» BREVE COMPITO A
Risponda alle seguenti domande sul brano dedicato al calcio italiano:
(i) Per quanti minuti complessivi l'Italia non ha segnato alcun gol?
(ii) Con quanti punti il Costa Rica conclude al primo posto?
(iii) In quale anno Blatter è arrivato alla presidenza della Fifa?

» BRANO FORNITO
Il risultato si vede in nazionale, dove ha ragione Prandelli quando dice che la qualità dei nostri giocatori mediamente non è eccelsa.  
Ogni volta speriamo di cavarcela con la tattica (sul fisico proprio no, che corrono tutti più di noi, sia in velocità che resistenza) ma non giocare, cercando di non farlo fare nemmeno agli avversari, produce sicuramente il peggior spettacolo della competizione (Uruguay Italia è stata, se possibile, ancora più brutta della partita con il Costa Rica, il che...), sconfitte non nette, ma anche la mortificante sensazione di non meritare mai di vincere. 
In 190 minuti l'Italia non solo non ha fatto nessun gol, ma ha creato pochissimo : le due occasioni di Balotelli nel primo tempo col Costarica e poi più nulla. 
Come si fa poi ad attaccarsi all'arbitro, pure pessimo ? 
Certo, se non avesse espulso Marchisio, se avesse espulso Suarez, se......
Ma gli uruguagi possono recriminare sul mancato rigore su Cavani, che ci poteva stare. 
Insomma, loro hanno fatto poco, ma noi ancora meno, e quindi alla fine è giusto che vadano avanti (mentre il Costa Rica trinofa primo a 7 punti, imbattuto anche contro l'Inghilterra, peggiore di noi, e infatti l'unica che abbiamo battuto, illudendoci "epicamente").
Tra i tanti commenti letti, riporto quello di Mario Sconcerti perché allarga di più il respiro, ponendo il problema oltre gli errori dei singoli : è il calcio italiano il grande malato, e non da oggi. 
La crisi economica ? Può darsi, ma non è che i paesi che ci sopravanzano siano tutti ricchi e festosi, anzi. 
Tutto ciò detto, resta anche il fatto che Blatter proprio ci odia. Sarà un caso ma le cose per l'Italia stanno andando malissimo da quando c'è lui (1998) alla presidenza della Fifa. Nel 2002 tutti ricordiamo l'indegno Moreno. Nel 2006 non volle nemmeno premiarci, tanto era furioso che avessimo vinto contro i preferiti francesi. Nel 2010 certo aiuti non ne avemmo e ieri, nella partita decisiva, siamo rimasti in 10 per mezzora. Insomma, come dice Buffon, noi ci mettiamo del nostro, però certo una mano non ce la danno mai, anzi.

» DATI MOSTRATI

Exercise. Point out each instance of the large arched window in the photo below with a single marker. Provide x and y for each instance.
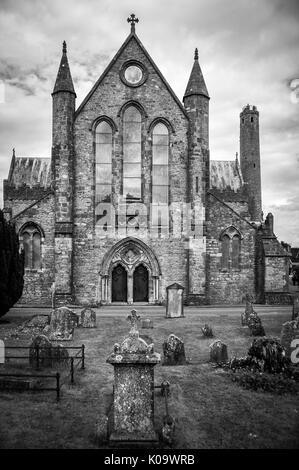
(103, 162)
(230, 249)
(30, 237)
(132, 153)
(160, 164)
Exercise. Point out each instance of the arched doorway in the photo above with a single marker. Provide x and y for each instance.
(140, 284)
(119, 284)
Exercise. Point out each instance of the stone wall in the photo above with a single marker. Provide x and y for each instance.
(37, 283)
(228, 286)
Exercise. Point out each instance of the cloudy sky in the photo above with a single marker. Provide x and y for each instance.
(248, 51)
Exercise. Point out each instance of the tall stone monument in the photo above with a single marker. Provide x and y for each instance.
(133, 402)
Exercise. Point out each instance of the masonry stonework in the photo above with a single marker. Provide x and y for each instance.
(126, 260)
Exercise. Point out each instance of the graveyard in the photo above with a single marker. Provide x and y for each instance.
(210, 409)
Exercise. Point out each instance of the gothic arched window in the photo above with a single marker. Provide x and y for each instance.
(225, 252)
(30, 237)
(160, 164)
(230, 248)
(103, 162)
(132, 153)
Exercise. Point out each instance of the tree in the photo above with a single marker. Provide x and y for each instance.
(11, 266)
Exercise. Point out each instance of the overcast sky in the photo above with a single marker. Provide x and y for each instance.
(248, 51)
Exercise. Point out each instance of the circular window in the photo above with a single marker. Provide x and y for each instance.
(133, 73)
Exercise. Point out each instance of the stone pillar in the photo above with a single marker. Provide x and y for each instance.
(130, 289)
(133, 400)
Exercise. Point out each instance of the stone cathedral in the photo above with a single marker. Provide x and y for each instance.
(99, 220)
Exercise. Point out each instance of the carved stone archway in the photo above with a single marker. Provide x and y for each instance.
(130, 253)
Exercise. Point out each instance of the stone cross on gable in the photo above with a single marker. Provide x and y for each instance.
(132, 19)
(133, 318)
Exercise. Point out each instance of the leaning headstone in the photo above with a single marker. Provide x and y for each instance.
(255, 325)
(173, 351)
(88, 318)
(289, 332)
(62, 323)
(147, 323)
(40, 352)
(218, 352)
(295, 313)
(60, 356)
(133, 398)
(248, 310)
(175, 301)
(207, 331)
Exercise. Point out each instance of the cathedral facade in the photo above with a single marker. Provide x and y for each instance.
(130, 202)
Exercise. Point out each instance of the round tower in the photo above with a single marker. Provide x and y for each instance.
(250, 159)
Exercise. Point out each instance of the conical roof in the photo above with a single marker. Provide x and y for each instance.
(64, 80)
(196, 84)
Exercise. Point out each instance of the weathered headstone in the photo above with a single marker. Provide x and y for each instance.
(133, 405)
(62, 323)
(207, 331)
(218, 352)
(289, 332)
(60, 356)
(175, 301)
(173, 351)
(255, 325)
(295, 313)
(40, 352)
(248, 310)
(147, 323)
(88, 318)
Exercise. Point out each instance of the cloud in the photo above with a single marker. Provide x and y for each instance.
(248, 53)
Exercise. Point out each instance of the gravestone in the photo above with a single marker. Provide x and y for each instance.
(133, 399)
(88, 318)
(255, 325)
(207, 331)
(175, 301)
(62, 323)
(248, 310)
(173, 351)
(289, 332)
(60, 356)
(147, 323)
(218, 352)
(295, 313)
(43, 355)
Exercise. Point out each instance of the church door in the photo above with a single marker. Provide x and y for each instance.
(140, 284)
(119, 284)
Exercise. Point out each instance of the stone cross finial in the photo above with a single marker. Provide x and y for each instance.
(132, 19)
(133, 318)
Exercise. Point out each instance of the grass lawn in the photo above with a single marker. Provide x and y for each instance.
(210, 410)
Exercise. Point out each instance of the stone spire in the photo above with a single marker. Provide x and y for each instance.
(64, 80)
(196, 84)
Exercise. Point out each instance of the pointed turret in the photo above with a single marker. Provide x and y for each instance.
(64, 104)
(196, 84)
(64, 80)
(196, 102)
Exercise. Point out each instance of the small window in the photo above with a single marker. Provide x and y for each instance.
(30, 239)
(230, 249)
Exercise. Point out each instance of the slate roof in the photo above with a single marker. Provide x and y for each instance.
(272, 247)
(225, 174)
(31, 172)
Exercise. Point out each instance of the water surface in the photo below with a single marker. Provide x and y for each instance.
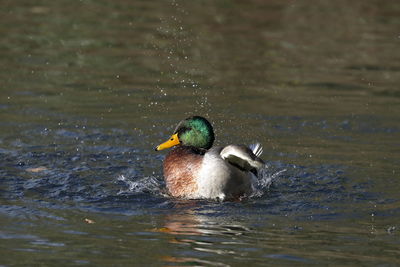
(88, 88)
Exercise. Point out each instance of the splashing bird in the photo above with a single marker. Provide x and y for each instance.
(194, 169)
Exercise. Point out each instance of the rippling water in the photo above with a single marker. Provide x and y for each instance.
(89, 88)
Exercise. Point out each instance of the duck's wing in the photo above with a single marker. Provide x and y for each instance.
(243, 157)
(257, 149)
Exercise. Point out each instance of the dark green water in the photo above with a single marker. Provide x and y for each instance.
(88, 88)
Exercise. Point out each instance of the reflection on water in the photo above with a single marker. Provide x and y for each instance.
(89, 87)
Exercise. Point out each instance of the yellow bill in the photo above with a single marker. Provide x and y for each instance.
(173, 141)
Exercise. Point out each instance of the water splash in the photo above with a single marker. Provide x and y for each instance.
(148, 184)
(264, 181)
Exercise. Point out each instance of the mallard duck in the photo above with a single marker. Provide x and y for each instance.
(194, 169)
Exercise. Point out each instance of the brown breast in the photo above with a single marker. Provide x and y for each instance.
(180, 167)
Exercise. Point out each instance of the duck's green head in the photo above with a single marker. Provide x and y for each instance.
(194, 131)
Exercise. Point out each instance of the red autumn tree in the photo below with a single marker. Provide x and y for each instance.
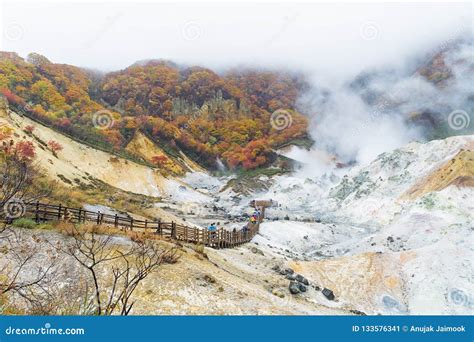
(54, 146)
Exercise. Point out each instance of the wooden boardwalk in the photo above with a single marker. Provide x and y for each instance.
(221, 238)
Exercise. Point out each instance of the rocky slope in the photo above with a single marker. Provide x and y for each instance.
(396, 235)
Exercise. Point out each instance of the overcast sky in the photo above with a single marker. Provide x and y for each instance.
(332, 39)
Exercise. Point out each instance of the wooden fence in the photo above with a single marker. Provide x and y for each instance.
(221, 238)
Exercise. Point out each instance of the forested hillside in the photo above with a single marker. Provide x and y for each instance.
(238, 116)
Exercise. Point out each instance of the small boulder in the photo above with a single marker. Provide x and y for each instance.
(328, 294)
(255, 250)
(276, 268)
(294, 288)
(210, 279)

» BREVE COMPITO B
Conti le righe dell'elenco che contengono la parola "arched", distinguendo tra maiuscole e minuscole. Indichi soltanto il numero.

» RISPOSTA CORRETTA A
(i) 190 minuti
(ii) 7 punti
(iii) 1998

» RISPOSTA CORRETTA B
3